◆ **Exercise**: Rewrite the material below with every "city skyline" changed to "urban skyline" and nothing else altered. Omit the pictures from your copy.

-------- Records for the task

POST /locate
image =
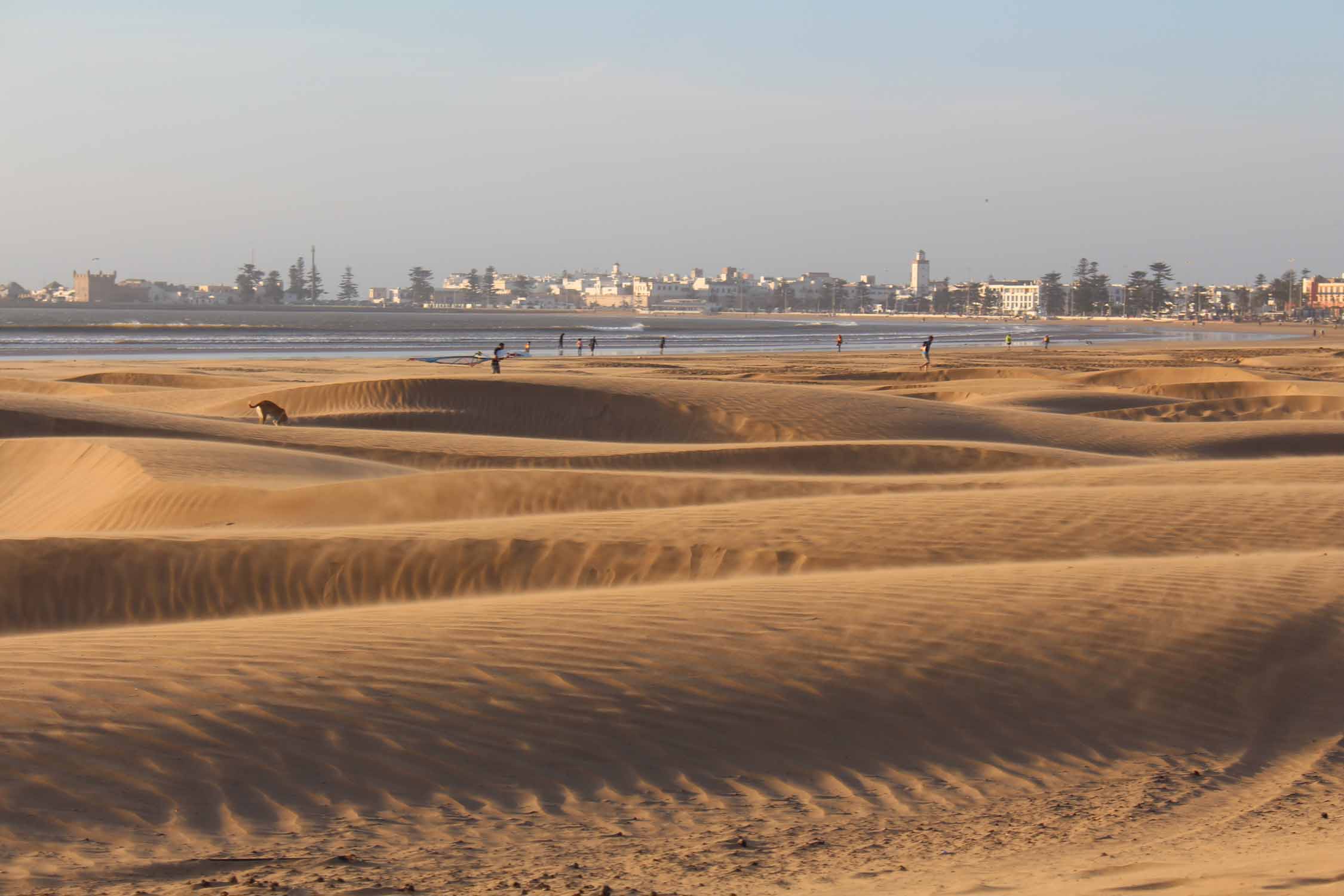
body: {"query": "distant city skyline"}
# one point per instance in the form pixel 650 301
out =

----------------

◆ **In response**:
POST /locate
image =
body: {"query": "distant urban skyline"}
# one point per instance in the form pixel 650 301
out =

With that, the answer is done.